▶ **Do this**
An exact reproduction of the records is required, with all images left out.

(Stored data entries)

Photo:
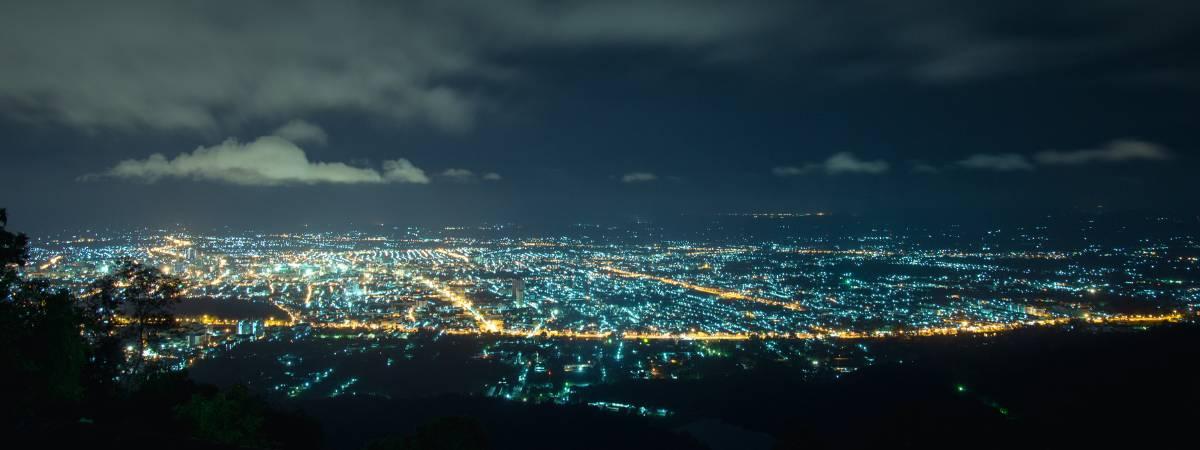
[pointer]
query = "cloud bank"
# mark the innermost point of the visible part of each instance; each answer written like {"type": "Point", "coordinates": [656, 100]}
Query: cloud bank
{"type": "Point", "coordinates": [835, 165]}
{"type": "Point", "coordinates": [267, 161]}
{"type": "Point", "coordinates": [205, 65]}
{"type": "Point", "coordinates": [1114, 151]}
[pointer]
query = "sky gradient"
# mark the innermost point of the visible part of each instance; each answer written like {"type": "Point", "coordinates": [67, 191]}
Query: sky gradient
{"type": "Point", "coordinates": [277, 114]}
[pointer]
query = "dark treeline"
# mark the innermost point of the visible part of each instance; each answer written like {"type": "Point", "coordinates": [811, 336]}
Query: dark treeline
{"type": "Point", "coordinates": [77, 371]}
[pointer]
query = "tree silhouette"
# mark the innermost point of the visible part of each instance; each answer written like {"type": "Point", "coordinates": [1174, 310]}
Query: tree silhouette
{"type": "Point", "coordinates": [133, 306]}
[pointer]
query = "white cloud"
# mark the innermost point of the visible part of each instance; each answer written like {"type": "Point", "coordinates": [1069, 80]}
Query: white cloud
{"type": "Point", "coordinates": [213, 64]}
{"type": "Point", "coordinates": [835, 165]}
{"type": "Point", "coordinates": [303, 132]}
{"type": "Point", "coordinates": [997, 162]}
{"type": "Point", "coordinates": [402, 171]}
{"type": "Point", "coordinates": [1114, 151]}
{"type": "Point", "coordinates": [639, 177]}
{"type": "Point", "coordinates": [267, 161]}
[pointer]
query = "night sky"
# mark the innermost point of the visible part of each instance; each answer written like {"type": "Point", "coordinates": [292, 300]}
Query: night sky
{"type": "Point", "coordinates": [276, 114]}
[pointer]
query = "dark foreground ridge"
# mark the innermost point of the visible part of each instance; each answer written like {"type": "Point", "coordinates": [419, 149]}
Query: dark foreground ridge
{"type": "Point", "coordinates": [1029, 389]}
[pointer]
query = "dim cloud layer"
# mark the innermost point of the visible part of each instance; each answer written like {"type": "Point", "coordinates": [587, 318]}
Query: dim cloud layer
{"type": "Point", "coordinates": [267, 161]}
{"type": "Point", "coordinates": [208, 65]}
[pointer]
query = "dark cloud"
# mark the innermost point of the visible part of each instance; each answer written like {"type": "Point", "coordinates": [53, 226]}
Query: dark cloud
{"type": "Point", "coordinates": [267, 161]}
{"type": "Point", "coordinates": [1114, 151]}
{"type": "Point", "coordinates": [203, 65]}
{"type": "Point", "coordinates": [835, 165]}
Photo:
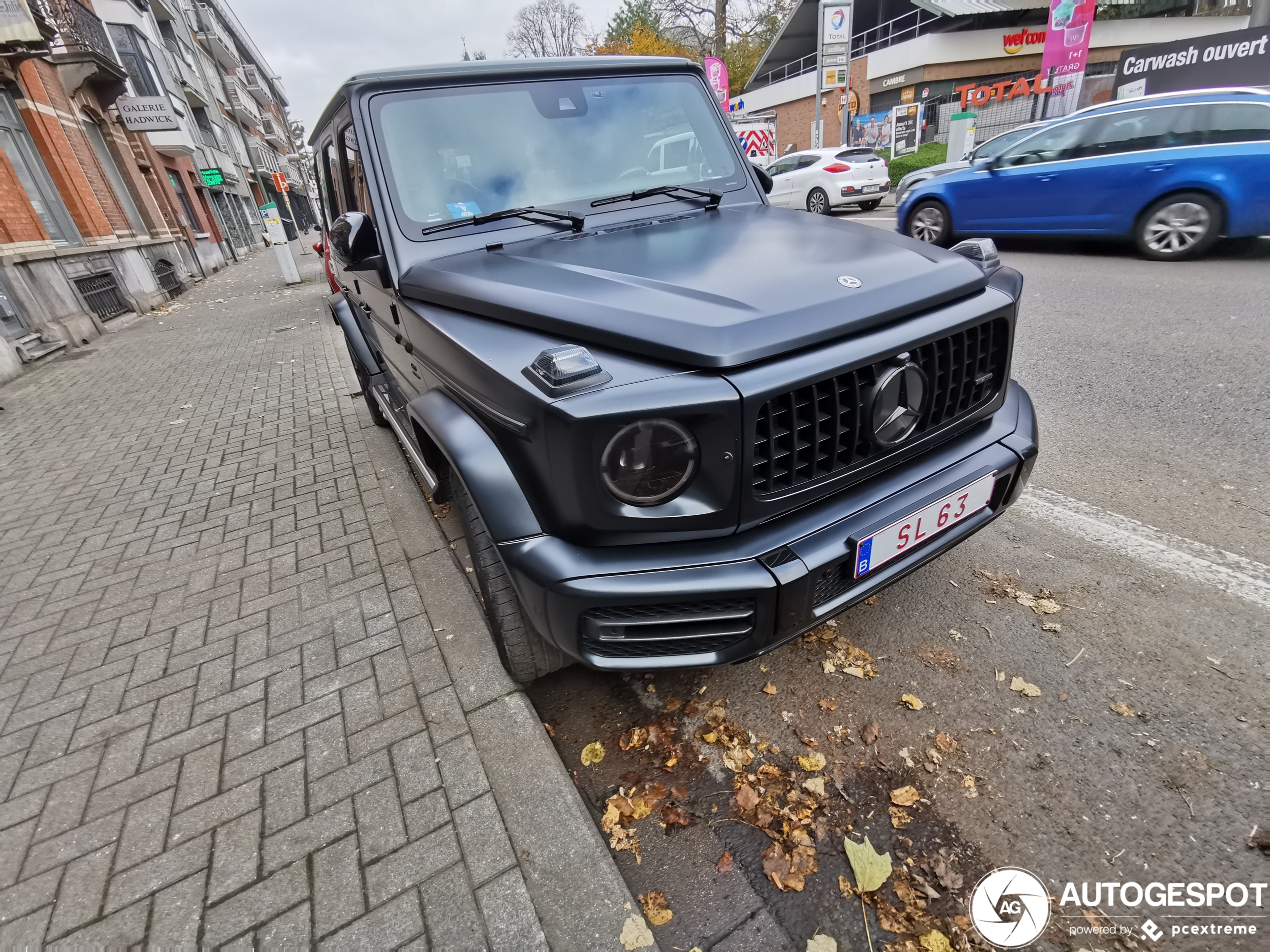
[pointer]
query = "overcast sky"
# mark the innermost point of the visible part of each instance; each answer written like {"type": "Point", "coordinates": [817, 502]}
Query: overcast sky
{"type": "Point", "coordinates": [316, 45]}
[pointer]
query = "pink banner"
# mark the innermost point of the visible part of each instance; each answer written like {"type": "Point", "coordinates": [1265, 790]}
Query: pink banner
{"type": "Point", "coordinates": [716, 71]}
{"type": "Point", "coordinates": [1067, 40]}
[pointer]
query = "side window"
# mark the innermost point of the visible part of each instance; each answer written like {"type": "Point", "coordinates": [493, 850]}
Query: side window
{"type": "Point", "coordinates": [136, 59]}
{"type": "Point", "coordinates": [330, 177]}
{"type": "Point", "coordinates": [354, 174]}
{"type": "Point", "coordinates": [1141, 130]}
{"type": "Point", "coordinates": [1050, 145]}
{"type": "Point", "coordinates": [1238, 122]}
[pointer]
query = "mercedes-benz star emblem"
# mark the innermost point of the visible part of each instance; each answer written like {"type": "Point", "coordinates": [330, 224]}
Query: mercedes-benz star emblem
{"type": "Point", "coordinates": [897, 404]}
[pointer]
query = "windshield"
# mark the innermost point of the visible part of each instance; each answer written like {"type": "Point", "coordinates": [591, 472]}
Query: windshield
{"type": "Point", "coordinates": [459, 153]}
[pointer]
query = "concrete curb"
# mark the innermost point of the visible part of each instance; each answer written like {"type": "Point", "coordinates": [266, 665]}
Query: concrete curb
{"type": "Point", "coordinates": [578, 894]}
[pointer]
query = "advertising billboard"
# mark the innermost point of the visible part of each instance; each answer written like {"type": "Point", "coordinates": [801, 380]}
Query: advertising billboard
{"type": "Point", "coordinates": [1236, 59]}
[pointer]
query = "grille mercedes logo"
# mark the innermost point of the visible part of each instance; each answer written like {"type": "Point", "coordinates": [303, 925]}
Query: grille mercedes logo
{"type": "Point", "coordinates": [897, 404]}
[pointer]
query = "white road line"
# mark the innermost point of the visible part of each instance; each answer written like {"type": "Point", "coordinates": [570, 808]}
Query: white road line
{"type": "Point", "coordinates": [1193, 560]}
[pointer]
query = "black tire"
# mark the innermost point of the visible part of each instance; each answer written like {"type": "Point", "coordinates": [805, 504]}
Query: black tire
{"type": "Point", "coordinates": [930, 221]}
{"type": "Point", "coordinates": [1179, 226]}
{"type": "Point", "coordinates": [371, 403]}
{"type": "Point", "coordinates": [524, 652]}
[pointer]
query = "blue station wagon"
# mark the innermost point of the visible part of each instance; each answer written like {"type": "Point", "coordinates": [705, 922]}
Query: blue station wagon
{"type": "Point", "coordinates": [1172, 173]}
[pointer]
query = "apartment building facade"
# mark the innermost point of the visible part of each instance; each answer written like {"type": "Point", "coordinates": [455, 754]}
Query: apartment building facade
{"type": "Point", "coordinates": [100, 220]}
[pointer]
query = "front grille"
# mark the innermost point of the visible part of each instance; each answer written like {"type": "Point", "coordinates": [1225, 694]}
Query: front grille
{"type": "Point", "coordinates": [832, 583]}
{"type": "Point", "coordinates": [820, 431]}
{"type": "Point", "coordinates": [670, 629]}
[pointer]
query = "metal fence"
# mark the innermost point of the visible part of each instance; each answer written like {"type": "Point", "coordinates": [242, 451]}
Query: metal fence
{"type": "Point", "coordinates": [102, 295]}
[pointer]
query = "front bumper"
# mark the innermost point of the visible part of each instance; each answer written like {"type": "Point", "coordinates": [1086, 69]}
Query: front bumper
{"type": "Point", "coordinates": [728, 600]}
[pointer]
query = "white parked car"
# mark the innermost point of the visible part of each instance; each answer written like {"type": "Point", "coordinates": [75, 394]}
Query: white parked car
{"type": "Point", "coordinates": [822, 179]}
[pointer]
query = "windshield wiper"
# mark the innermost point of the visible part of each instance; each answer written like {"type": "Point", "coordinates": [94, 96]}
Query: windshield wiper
{"type": "Point", "coordinates": [713, 198]}
{"type": "Point", "coordinates": [577, 221]}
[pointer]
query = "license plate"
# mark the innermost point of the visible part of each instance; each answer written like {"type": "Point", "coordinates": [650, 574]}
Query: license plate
{"type": "Point", "coordinates": [932, 520]}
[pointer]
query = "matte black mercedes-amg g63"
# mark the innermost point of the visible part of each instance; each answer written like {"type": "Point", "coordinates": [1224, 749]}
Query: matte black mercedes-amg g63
{"type": "Point", "coordinates": [682, 427]}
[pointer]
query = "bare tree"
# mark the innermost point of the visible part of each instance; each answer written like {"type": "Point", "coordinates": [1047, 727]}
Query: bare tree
{"type": "Point", "coordinates": [548, 28]}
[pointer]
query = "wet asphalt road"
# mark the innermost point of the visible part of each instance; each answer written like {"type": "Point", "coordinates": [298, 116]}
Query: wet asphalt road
{"type": "Point", "coordinates": [1154, 396]}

▶ **Exercise solution**
Photo:
[pointer]
query = "cloud bank"
# mark the innermost point of the visible part of each instance; each answer written like {"type": "Point", "coordinates": [656, 100]}
Query: cloud bank
{"type": "Point", "coordinates": [835, 165]}
{"type": "Point", "coordinates": [267, 161]}
{"type": "Point", "coordinates": [205, 65]}
{"type": "Point", "coordinates": [1114, 151]}
[pointer]
query = "sky gradient"
# mark the innermost point of the visible part of each instance; each answer written like {"type": "Point", "coordinates": [67, 191]}
Query: sky gradient
{"type": "Point", "coordinates": [277, 114]}
[pointer]
query = "dark treeline"
# mark the innermost point of the visible part of each instance; each answer written like {"type": "Point", "coordinates": [811, 336]}
Query: dark treeline
{"type": "Point", "coordinates": [77, 371]}
[pointer]
query = "tree silhouette"
# mark the innermost point of the visible part of each instance; each answer written like {"type": "Point", "coordinates": [1174, 310]}
Query: tree silhouette
{"type": "Point", "coordinates": [133, 306]}
[pointer]
query = "white cloud"
# mark the innermost point of the visible part of each instance; each answer written like {"type": "Point", "coordinates": [1069, 80]}
Query: white cloud
{"type": "Point", "coordinates": [213, 64]}
{"type": "Point", "coordinates": [835, 165]}
{"type": "Point", "coordinates": [303, 132]}
{"type": "Point", "coordinates": [997, 162]}
{"type": "Point", "coordinates": [402, 171]}
{"type": "Point", "coordinates": [1114, 151]}
{"type": "Point", "coordinates": [639, 177]}
{"type": "Point", "coordinates": [267, 161]}
[pointer]
query = "night sky"
# mark the innermost point of the visible part of each instance; each answer written like {"type": "Point", "coordinates": [292, 300]}
Query: night sky
{"type": "Point", "coordinates": [276, 114]}
[pointer]
query = "dark foreground ridge"
# mark the innermost point of the visible part of each instance; each answer written like {"type": "Point", "coordinates": [419, 149]}
Query: dark foreground ridge
{"type": "Point", "coordinates": [1029, 389]}
[pointer]
query = "dim cloud layer"
# mark the innermost point of the visible part of each instance; each answer written like {"type": "Point", "coordinates": [587, 318]}
Query: dim cloud layer
{"type": "Point", "coordinates": [267, 161]}
{"type": "Point", "coordinates": [208, 65]}
[pointer]
query = "dark cloud"
# mark the innermost point of the visible part of each instance; each answer written like {"type": "Point", "coordinates": [53, 226]}
Query: dark cloud
{"type": "Point", "coordinates": [267, 161]}
{"type": "Point", "coordinates": [1114, 151]}
{"type": "Point", "coordinates": [203, 65]}
{"type": "Point", "coordinates": [835, 165]}
Photo:
[pointer]
query = "overcast sky"
# mark the innermost point of the visible part of each instance; each answer written like {"type": "Point", "coordinates": [817, 502]}
Query: overcast sky
{"type": "Point", "coordinates": [316, 45]}
[pointer]
query = "pink banner"
# mark the innermost point of the visible part of each instance; each answer written like {"type": "Point", "coordinates": [1265, 790]}
Query: pink banner
{"type": "Point", "coordinates": [716, 71]}
{"type": "Point", "coordinates": [1067, 40]}
[pointer]
query = "side window"
# mark the innermost point of the visible part of each instance; each answer written like {"type": "Point", "coordinates": [493, 850]}
Query: side window
{"type": "Point", "coordinates": [136, 59]}
{"type": "Point", "coordinates": [330, 177]}
{"type": "Point", "coordinates": [354, 174]}
{"type": "Point", "coordinates": [1141, 130]}
{"type": "Point", "coordinates": [1050, 145]}
{"type": "Point", "coordinates": [1238, 122]}
[pointer]
query = "mercedes-benz star emblem"
# mark the innermost point of the visible part of each instance; each answer written like {"type": "Point", "coordinates": [330, 224]}
Query: mercedes-benz star emblem
{"type": "Point", "coordinates": [897, 404]}
[pointer]
query = "windshield"
# mark the innermost point of the visible part of each instance; each answer written like {"type": "Point", "coordinates": [591, 472]}
Query: windshield
{"type": "Point", "coordinates": [459, 153]}
[pointer]
query = "concrete curb"
# mark the innermost point of the visible part of each instance; each answer written like {"type": "Point", "coordinates": [266, 665]}
Query: concrete curb
{"type": "Point", "coordinates": [578, 894]}
[pointer]
query = "advertising billboard"
# mark the innermost point of the visible part of each instance; each answer written like {"type": "Point", "coordinates": [801, 380]}
Query: advertising billboard
{"type": "Point", "coordinates": [1236, 59]}
[pointer]
query = "grille mercedes logo"
# mark the innermost point of the visible part of each instance; each answer written like {"type": "Point", "coordinates": [303, 925]}
Query: grille mercedes logo
{"type": "Point", "coordinates": [897, 404]}
[pointer]
query = "white road line"
# mark the innermost point of the visible part of each instance; each answer written like {"type": "Point", "coordinates": [570, 808]}
Query: white road line
{"type": "Point", "coordinates": [1193, 560]}
[pointer]
query = "black tire"
# mark the innermost point of the visible part of each instance; each answer written like {"type": "Point", "coordinates": [805, 504]}
Query: black tire
{"type": "Point", "coordinates": [930, 221]}
{"type": "Point", "coordinates": [1179, 226]}
{"type": "Point", "coordinates": [371, 403]}
{"type": "Point", "coordinates": [524, 652]}
[pointer]
query = "blue station wagon"
# mark the innermost point of the visible part of each instance; each answer written like {"type": "Point", "coordinates": [705, 922]}
Query: blue station wagon
{"type": "Point", "coordinates": [1172, 173]}
[pointer]
query = "apartment building facade"
# mark the innermost point of the visible part of each instance; each answer written like {"type": "Point", "coordinates": [455, 754]}
Query: apartment building facade
{"type": "Point", "coordinates": [100, 220]}
[pointer]
query = "front grille"
# mark the innermost point of the visible part of each instance; each answer written like {"type": "Point", "coordinates": [1225, 694]}
Query: front grille
{"type": "Point", "coordinates": [832, 583]}
{"type": "Point", "coordinates": [820, 431]}
{"type": "Point", "coordinates": [670, 629]}
[pointer]
query = "metal fence"
# mark the innermost point of the visible part of each instance; each answer written like {"type": "Point", "coordinates": [242, 451]}
Query: metal fence
{"type": "Point", "coordinates": [102, 295]}
[pointer]
query = "front bumper"
# mark the innermost point of the visible part of each instance; each answer written like {"type": "Point", "coordinates": [1086, 69]}
Query: front bumper
{"type": "Point", "coordinates": [728, 600]}
[pointer]
query = "white parked car"
# mark the innermost point of the visible part of each instance; each answer written like {"type": "Point", "coordinates": [75, 394]}
Query: white parked car
{"type": "Point", "coordinates": [822, 179]}
[pointer]
query = "windshield wiper"
# mark the innermost point of the visible part of each instance; each answer written like {"type": "Point", "coordinates": [94, 96]}
Query: windshield wiper
{"type": "Point", "coordinates": [713, 198]}
{"type": "Point", "coordinates": [577, 221]}
[pointer]
query = "license plate"
# mark the innermost point of the visible part of each instance; each answer written like {"type": "Point", "coordinates": [650, 574]}
Query: license plate
{"type": "Point", "coordinates": [932, 520]}
[pointer]
query = "matte black mercedes-amg g63"
# mark the innermost point of the visible part of each instance; each answer written like {"type": "Point", "coordinates": [1224, 749]}
Query: matte black mercedes-amg g63
{"type": "Point", "coordinates": [682, 427]}
[pointer]
query = "bare tree"
# mark the innermost point of the visible part of each instance; each answer written like {"type": "Point", "coordinates": [1047, 727]}
Query: bare tree
{"type": "Point", "coordinates": [548, 28]}
[pointer]
query = "wet asphalt road"
# mark the innermost point of the visible part of each instance; each answer written like {"type": "Point", "coordinates": [298, 116]}
Query: wet asphalt road
{"type": "Point", "coordinates": [1154, 396]}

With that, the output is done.